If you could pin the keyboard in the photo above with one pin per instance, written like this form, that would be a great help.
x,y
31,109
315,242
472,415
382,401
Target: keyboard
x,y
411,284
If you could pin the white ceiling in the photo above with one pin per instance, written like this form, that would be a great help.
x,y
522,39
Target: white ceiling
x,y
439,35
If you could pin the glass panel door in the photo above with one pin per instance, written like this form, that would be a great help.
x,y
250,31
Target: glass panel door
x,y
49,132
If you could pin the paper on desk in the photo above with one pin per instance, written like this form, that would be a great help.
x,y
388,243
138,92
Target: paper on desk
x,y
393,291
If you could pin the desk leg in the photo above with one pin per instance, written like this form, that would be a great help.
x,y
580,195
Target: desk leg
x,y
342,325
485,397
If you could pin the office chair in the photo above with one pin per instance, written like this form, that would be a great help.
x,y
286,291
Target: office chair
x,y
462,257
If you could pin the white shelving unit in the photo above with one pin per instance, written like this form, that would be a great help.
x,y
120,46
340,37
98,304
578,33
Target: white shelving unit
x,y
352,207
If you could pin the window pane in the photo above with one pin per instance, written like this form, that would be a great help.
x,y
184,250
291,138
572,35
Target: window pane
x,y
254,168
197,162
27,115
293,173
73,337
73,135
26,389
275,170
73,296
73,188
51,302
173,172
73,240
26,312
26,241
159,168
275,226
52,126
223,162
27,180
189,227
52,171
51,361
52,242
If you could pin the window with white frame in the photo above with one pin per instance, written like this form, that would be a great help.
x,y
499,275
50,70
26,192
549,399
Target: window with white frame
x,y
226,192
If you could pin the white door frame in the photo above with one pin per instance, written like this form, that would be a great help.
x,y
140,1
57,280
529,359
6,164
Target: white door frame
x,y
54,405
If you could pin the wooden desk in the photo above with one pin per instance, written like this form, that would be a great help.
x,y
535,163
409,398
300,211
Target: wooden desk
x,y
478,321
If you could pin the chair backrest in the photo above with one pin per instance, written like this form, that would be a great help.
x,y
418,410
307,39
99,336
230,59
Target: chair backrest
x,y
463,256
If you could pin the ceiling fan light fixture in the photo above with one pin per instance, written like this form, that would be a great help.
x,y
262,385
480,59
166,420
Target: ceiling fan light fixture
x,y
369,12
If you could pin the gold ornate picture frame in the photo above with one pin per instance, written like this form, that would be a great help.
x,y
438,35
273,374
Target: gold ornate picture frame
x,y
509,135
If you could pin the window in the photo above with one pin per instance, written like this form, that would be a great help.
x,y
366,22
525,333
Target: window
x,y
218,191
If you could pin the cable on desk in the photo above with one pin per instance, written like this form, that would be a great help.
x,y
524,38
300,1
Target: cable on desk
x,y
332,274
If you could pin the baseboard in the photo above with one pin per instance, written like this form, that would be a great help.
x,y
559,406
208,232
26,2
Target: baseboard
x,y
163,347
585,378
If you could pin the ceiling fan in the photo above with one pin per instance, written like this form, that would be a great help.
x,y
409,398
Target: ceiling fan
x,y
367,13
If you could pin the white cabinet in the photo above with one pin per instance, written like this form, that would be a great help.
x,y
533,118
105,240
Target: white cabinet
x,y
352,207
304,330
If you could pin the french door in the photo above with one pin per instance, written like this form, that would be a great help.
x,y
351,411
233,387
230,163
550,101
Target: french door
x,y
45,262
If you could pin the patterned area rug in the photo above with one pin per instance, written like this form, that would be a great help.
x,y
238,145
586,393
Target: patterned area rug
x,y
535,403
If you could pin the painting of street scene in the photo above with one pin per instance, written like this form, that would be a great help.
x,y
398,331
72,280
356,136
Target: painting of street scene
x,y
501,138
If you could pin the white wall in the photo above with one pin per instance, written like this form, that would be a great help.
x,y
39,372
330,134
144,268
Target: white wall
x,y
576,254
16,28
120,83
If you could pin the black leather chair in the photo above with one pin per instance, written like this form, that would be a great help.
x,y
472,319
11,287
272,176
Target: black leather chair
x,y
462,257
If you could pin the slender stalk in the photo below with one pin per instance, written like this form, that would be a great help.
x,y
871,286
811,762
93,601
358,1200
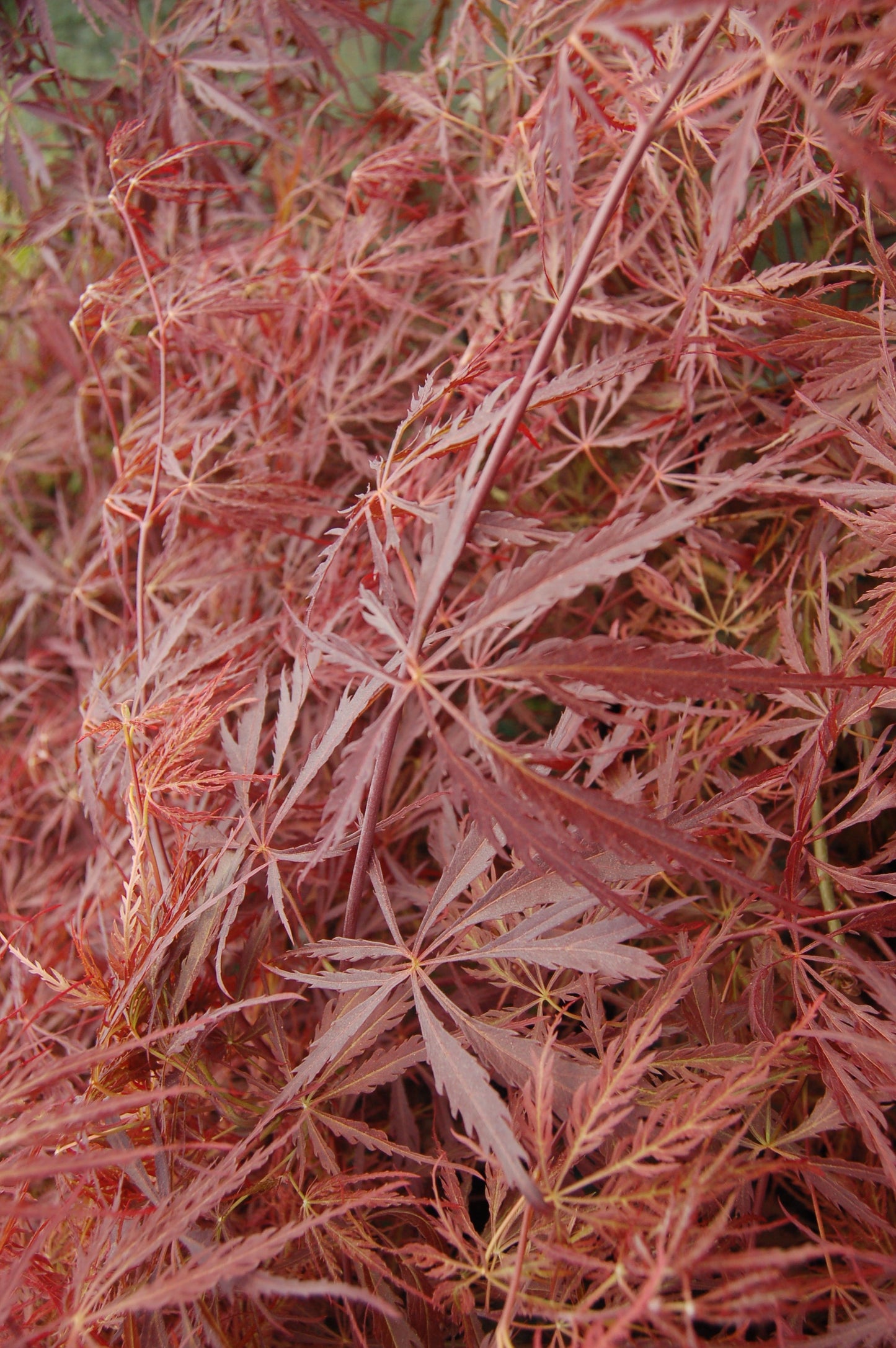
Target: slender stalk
x,y
517,410
503,1331
146,524
368,827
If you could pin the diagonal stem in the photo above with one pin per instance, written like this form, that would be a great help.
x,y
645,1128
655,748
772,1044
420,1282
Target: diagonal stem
x,y
626,172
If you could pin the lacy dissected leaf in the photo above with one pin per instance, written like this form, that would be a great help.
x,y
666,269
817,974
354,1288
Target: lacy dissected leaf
x,y
471,1095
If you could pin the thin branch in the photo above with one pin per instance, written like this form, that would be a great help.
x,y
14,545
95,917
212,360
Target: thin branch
x,y
628,166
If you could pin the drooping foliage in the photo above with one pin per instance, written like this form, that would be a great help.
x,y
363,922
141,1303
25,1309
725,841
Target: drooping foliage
x,y
448,674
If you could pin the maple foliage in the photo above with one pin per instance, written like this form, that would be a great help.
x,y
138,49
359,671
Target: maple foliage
x,y
448,671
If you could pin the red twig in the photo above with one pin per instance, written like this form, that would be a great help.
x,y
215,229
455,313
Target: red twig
x,y
628,165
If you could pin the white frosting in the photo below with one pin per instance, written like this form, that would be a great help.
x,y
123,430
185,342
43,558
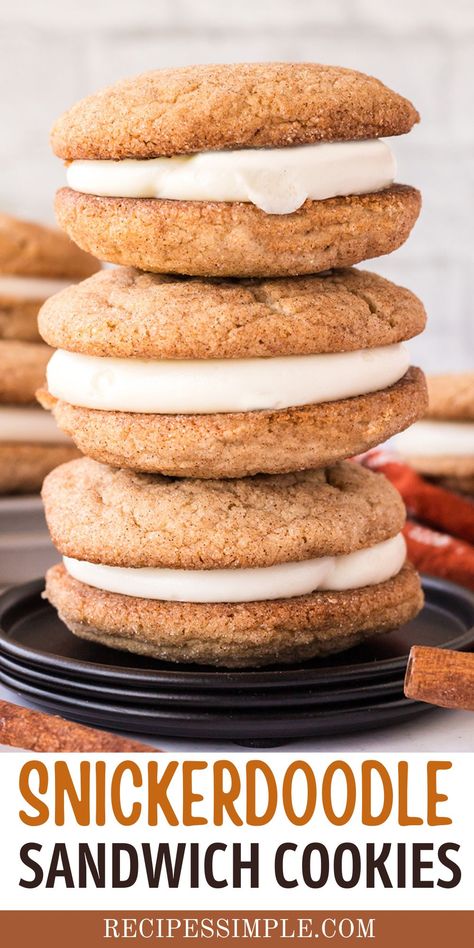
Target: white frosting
x,y
277,180
434,438
363,568
31,288
29,424
202,386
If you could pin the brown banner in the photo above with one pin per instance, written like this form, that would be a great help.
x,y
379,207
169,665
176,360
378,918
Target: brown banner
x,y
91,929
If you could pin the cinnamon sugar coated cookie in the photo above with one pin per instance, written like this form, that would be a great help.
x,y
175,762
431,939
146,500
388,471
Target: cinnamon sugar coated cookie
x,y
129,314
243,443
253,169
142,553
244,105
225,378
236,239
235,636
111,516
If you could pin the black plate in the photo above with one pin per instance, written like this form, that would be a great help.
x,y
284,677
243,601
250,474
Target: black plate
x,y
286,724
32,633
232,698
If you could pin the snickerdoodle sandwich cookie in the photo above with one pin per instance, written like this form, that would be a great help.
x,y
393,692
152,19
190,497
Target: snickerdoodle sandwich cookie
x,y
234,573
441,446
254,169
31,444
199,378
35,262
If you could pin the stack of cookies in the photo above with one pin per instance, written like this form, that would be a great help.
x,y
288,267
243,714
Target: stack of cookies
x,y
220,377
35,262
441,446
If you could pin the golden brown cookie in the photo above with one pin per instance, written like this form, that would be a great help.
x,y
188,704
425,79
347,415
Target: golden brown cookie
x,y
243,443
116,517
451,396
237,239
246,105
30,249
128,314
22,370
24,465
237,635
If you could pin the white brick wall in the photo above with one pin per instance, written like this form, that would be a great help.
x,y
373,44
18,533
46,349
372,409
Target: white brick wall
x,y
55,51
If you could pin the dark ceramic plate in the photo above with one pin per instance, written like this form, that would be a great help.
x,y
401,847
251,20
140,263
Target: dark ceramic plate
x,y
254,725
230,698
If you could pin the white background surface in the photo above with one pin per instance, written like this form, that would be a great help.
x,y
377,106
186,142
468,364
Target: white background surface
x,y
54,52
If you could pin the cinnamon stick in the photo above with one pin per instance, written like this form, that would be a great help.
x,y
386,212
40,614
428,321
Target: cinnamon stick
x,y
46,733
441,677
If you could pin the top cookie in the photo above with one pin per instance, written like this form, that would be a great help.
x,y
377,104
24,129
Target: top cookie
x,y
247,105
30,249
129,314
451,397
116,517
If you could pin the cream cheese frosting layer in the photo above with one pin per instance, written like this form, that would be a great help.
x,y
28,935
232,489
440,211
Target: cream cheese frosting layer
x,y
29,424
436,438
31,288
277,180
284,581
207,386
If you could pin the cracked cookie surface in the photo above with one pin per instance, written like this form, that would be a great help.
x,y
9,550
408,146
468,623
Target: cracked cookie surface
x,y
129,314
119,518
246,105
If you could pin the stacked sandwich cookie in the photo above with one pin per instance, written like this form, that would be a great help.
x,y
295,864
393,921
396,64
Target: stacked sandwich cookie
x,y
35,262
235,340
441,446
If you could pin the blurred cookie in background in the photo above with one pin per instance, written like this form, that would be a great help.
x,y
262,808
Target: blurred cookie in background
x,y
35,262
441,446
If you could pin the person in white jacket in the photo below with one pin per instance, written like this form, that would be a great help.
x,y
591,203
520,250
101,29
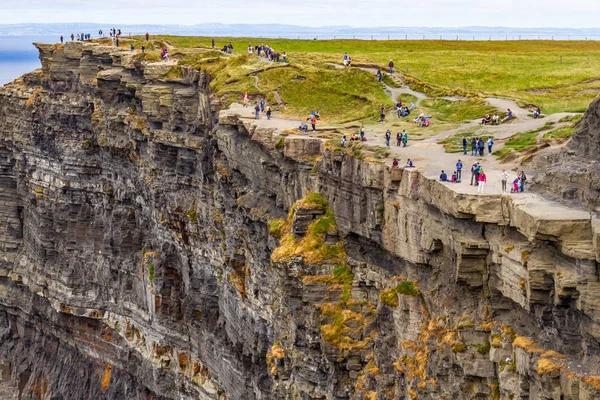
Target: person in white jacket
x,y
503,179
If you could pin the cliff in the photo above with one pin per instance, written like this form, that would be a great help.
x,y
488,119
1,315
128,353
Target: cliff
x,y
156,247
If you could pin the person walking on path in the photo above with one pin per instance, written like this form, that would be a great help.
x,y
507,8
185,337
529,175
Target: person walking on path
x,y
459,170
482,179
474,173
313,122
481,146
503,179
522,179
490,144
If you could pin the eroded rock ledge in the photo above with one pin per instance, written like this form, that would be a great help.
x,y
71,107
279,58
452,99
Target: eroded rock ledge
x,y
149,253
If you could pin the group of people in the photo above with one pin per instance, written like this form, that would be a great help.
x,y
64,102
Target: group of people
x,y
478,145
495,119
347,60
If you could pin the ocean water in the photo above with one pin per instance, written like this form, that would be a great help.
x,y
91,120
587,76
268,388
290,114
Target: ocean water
x,y
19,56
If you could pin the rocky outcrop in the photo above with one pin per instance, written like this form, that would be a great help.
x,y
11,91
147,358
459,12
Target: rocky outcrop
x,y
154,247
571,174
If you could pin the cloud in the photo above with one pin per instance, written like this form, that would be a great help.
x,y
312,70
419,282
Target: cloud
x,y
444,13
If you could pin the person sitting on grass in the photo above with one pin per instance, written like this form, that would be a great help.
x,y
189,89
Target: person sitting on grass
x,y
443,177
508,116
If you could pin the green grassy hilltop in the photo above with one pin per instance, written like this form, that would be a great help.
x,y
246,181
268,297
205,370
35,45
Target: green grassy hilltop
x,y
558,76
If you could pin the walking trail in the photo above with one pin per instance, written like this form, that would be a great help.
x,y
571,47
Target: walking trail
x,y
428,156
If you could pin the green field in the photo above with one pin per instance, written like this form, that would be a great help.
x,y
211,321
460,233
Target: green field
x,y
555,75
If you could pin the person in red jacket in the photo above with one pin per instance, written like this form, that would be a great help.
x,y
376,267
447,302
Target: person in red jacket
x,y
482,179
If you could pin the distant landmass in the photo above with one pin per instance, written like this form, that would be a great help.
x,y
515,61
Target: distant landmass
x,y
304,32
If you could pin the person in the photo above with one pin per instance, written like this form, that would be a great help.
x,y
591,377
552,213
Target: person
x,y
522,179
516,185
313,122
503,179
482,179
474,173
443,176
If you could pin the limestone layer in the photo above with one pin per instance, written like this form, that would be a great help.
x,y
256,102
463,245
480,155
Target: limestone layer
x,y
140,258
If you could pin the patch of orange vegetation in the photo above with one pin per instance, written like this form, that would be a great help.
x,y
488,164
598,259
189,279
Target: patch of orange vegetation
x,y
106,374
527,344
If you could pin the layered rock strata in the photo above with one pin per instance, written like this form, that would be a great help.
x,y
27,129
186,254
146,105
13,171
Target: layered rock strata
x,y
156,248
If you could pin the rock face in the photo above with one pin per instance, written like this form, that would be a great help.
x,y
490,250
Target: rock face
x,y
146,255
572,173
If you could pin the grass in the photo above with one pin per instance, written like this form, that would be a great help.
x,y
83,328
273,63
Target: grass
x,y
556,75
457,111
522,141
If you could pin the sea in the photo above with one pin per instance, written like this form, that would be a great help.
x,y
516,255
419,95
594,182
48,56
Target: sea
x,y
18,55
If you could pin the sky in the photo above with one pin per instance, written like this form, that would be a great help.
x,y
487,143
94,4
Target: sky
x,y
363,13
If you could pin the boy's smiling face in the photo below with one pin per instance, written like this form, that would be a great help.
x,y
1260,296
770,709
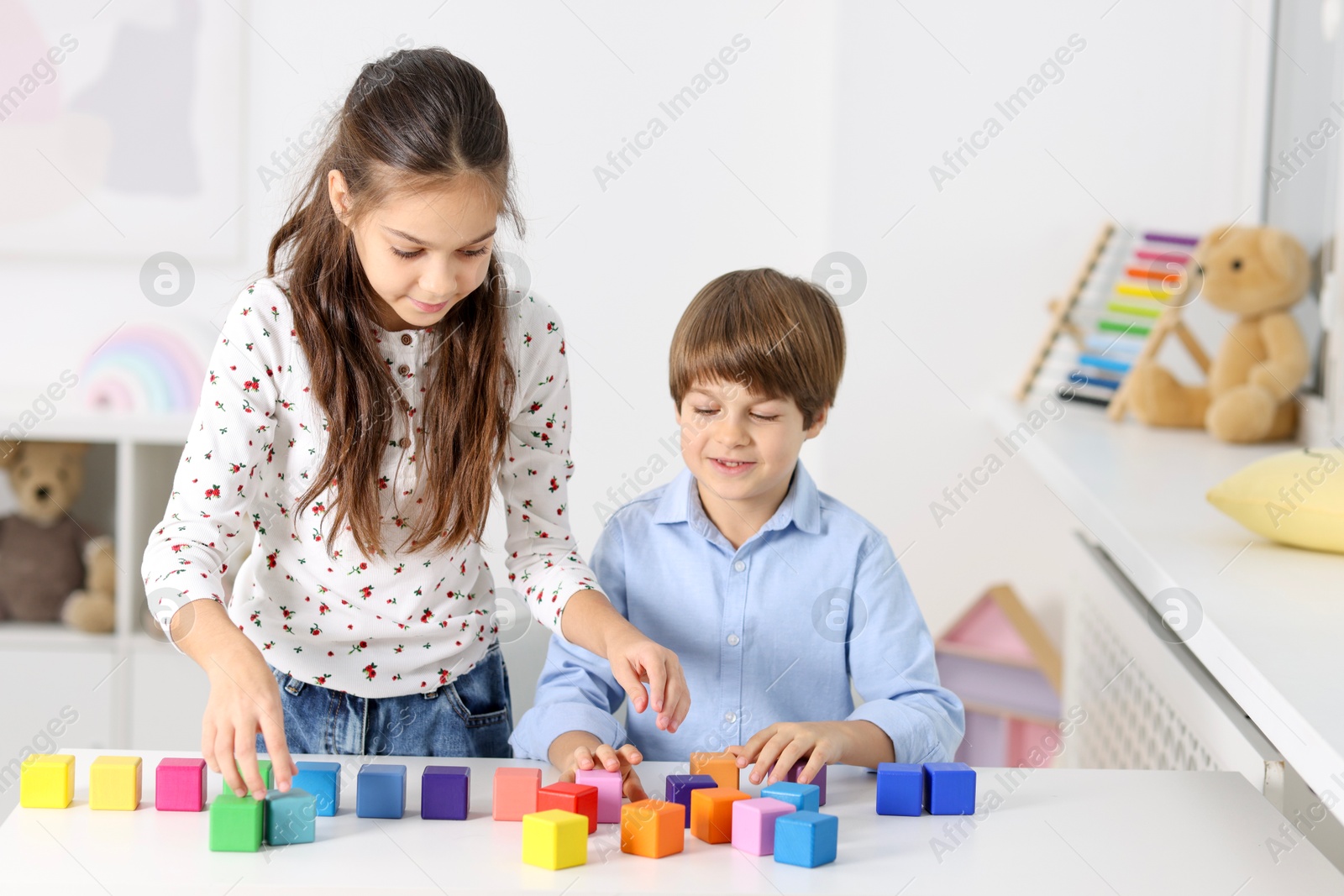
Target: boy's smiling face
x,y
743,449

....

> Short task
Leave the pictures out. Extract exactly the lines running from the one with "If you could pin the layered" through the last entry, both ends included.

> Answer for the task
If you could pin the layered rock strata in the photo above with one pin per instance, written like this form, that would be a great help.
x,y
27,129
186,254
146,105
13,171
Target: layered rock strata
x,y
156,248
If you could pin the rock face in the photo above with one pin per instance, written like this form, that would be a great help.
x,y
490,250
Target: rock face
x,y
146,255
572,173
If you could pin the grass in the photo above with one pin per instance, written like this form, that would be a great help.
x,y
83,328
273,63
Target: grass
x,y
556,75
457,111
522,141
If you could pin the sea in the photo above with one pin per instance, written like this form, that would be a great help.
x,y
516,255
419,95
594,182
48,56
Target: sea
x,y
18,55
If you could pin the sky in the photo above with one pin per instance, written like this form, that would be a great help.
x,y
487,143
94,4
Target: sky
x,y
363,13
If you could pin the boy's smiling face in the photo below with one pin per instance, written like this form, that would be a great help.
x,y
1260,296
770,709
Target: boy's smiling face
x,y
743,449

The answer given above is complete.